── PAGE EXTRACT ──

Behavioral diversity
It is extremely difficult to generalize about any of the behaviors or nesting habits of passerines, because as a group they are so diverse. Perching birds exhibit a bewildering array of plumages and colors derived from diverse keratin structures as well as ingested pigments, such as carotenoids (Gray, 1996). Many passerines, such as some Old World Flycatchers (Muscicapidae) and African Widowbirds (Viduinae) have extremely long tail feathers or highly modified plumes (Birds of Paradise: Paradisaeidae) used in courtship displays. Several groups such as the Wattlebirds of New Zealand (Callaeidae) and Honeyeaters (Meliphagidae) have fleshy, bright blue, red or yellow wattles on the face and neck. Perching birds build their nests generally out of sticks or grass on the ground, in trees, and in the case of Dippers (Cinclidae) in the banks of fast-flowing rivers. Many passerines migrate from their nesting grounds in the Nearctic and Palearctic to more equatorial regions, or from southern temperate regions north to the tropics. Parental care by both sexes is common in passerines, although in some highly dimorphic and predominantly lekking groups, such as manakins (Prum, 1994) and birds of paradise (Diamond, 1986), females alone provide for young and build the nest. Cooperative breeding, in which young birds delay breeding and assist other individuals (often parents) in raising young and defending the territory, is common in several passerine groups, such as Australian fairy wrens (Maluridae) and New World Jays (Corvidae; Brown, 1987; Edwards and Naeem, 1993). Some of the most elaborate singers in the bird world are passerines (Kroodsma and Miller, 1996). Some passerine birds are poisonous to the touch and are avoided as prey by indigenous peoples (Dumbacher et al., 1992).

───
── SUPPLIED RECORDS ──

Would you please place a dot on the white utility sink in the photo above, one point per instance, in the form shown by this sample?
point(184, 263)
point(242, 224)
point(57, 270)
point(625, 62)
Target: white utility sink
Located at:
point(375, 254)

───

EXERCISE REQUIREMENTS | According to the passage on passerine behavior, where do Dippers build their nests? The data stands apart from the passage on passerine behavior.

SOLUTION FOR THIS PROBLEM | In the banks of fast-flowing rivers.